## What the exercise asks
Your task is to copy the stretch of lines in the records below that begins with the line containing "of the blonde" and ends with the line containing "the red carnation.", exactly as written, with nothing added.

## Source material
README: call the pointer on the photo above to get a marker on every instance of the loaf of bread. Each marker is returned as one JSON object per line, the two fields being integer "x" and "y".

--

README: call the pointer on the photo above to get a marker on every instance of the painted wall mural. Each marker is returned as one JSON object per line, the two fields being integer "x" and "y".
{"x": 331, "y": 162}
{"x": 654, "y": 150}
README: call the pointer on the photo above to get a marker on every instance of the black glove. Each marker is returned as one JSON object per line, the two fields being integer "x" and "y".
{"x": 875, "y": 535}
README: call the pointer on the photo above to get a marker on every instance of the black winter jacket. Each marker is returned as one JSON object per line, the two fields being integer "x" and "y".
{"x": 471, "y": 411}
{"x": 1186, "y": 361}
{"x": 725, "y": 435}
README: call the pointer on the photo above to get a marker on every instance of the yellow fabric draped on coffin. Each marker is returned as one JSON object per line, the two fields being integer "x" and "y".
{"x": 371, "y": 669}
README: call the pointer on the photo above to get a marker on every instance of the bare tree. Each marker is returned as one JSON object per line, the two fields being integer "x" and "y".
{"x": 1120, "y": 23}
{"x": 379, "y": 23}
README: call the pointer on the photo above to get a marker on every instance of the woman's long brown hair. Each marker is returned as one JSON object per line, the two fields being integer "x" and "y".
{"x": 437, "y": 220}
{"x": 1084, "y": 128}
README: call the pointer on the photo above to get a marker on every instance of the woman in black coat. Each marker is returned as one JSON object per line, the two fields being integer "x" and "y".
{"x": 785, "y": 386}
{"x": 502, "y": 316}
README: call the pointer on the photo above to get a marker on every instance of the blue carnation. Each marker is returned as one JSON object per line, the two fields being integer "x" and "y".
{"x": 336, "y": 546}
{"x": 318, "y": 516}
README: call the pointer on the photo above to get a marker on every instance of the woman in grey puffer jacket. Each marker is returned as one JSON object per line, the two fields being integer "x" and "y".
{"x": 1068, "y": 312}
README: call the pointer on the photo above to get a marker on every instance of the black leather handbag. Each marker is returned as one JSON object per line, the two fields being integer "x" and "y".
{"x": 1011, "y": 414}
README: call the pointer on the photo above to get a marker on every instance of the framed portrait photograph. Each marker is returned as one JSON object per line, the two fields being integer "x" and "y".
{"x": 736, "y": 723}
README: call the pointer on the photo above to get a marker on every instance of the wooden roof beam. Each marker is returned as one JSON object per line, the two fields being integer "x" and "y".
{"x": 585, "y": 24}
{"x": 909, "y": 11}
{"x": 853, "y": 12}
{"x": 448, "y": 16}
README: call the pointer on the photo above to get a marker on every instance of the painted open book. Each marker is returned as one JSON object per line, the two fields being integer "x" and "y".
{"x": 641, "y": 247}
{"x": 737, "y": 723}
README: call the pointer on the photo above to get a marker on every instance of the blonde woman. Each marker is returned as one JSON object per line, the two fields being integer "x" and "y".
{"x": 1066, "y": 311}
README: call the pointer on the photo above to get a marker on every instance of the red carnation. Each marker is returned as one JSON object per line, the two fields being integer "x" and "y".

...

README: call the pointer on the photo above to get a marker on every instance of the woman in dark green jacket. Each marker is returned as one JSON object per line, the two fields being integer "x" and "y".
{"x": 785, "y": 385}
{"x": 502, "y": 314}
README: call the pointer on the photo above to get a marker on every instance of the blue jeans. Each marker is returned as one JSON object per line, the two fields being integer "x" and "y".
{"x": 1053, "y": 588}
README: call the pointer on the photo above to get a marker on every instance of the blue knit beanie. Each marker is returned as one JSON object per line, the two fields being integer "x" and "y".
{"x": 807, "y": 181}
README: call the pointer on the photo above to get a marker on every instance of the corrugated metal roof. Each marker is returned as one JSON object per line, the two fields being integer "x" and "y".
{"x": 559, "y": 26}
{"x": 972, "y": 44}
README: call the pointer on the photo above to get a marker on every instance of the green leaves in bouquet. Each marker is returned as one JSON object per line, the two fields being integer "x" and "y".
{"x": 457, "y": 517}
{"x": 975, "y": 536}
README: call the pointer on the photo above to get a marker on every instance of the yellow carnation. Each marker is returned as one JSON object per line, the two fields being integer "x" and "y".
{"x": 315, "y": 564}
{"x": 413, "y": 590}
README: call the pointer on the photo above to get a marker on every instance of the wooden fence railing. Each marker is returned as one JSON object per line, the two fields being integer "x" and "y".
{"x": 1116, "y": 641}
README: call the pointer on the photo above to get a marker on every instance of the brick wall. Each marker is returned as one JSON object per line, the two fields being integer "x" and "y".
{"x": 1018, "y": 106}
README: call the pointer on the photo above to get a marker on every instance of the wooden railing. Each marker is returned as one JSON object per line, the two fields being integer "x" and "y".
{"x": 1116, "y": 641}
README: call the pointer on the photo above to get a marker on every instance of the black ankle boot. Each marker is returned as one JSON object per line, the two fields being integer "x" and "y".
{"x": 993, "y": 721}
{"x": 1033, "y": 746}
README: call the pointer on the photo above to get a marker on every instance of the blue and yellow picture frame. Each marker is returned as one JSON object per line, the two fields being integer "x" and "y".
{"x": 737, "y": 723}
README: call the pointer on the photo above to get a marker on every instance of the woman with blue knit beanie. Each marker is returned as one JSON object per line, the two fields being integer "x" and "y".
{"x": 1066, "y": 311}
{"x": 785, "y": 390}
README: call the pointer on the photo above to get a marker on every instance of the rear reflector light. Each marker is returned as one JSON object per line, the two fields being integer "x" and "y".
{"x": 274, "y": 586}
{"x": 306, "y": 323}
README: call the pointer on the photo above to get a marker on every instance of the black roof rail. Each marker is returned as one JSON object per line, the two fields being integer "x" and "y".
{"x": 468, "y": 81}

## Answer section
README: call the pointer on the photo above to get a marker on every instance of the blonde woman. Each marker is returned as one JSON object per line, the two fields being integer "x" and "y".
{"x": 1066, "y": 311}
README: call the pointer on the photo above to get a marker on every instance of the red carnation. Each marker is returned as one JSON object per line, the two fields being integer "x" and "y".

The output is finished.